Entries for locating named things
[Start]
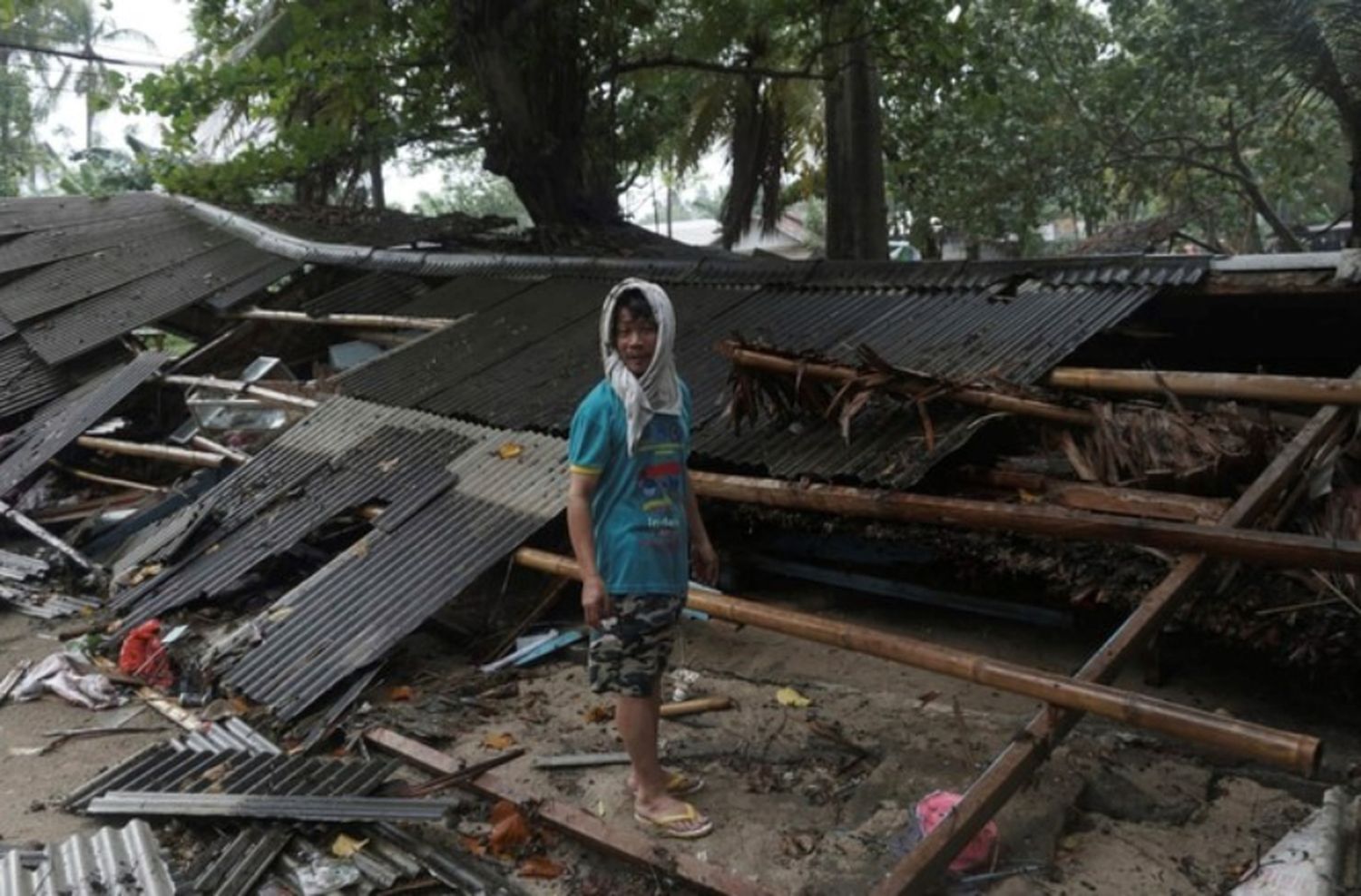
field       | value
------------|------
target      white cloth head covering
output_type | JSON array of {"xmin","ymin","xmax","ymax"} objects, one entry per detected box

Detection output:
[{"xmin": 601, "ymin": 278, "xmax": 680, "ymax": 457}]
[End]
■ Task details
Edit the records above by replacing "head covering" with "headscarf" and leaving everything else unchanged. Omit the pictures from your answer.

■ Exercise result
field       | value
------------|------
target      white cloth headscarf
output_type | JSON array of {"xmin","ymin","xmax","ymax"} objects, one entry per detected box

Detection output:
[{"xmin": 601, "ymin": 278, "xmax": 680, "ymax": 457}]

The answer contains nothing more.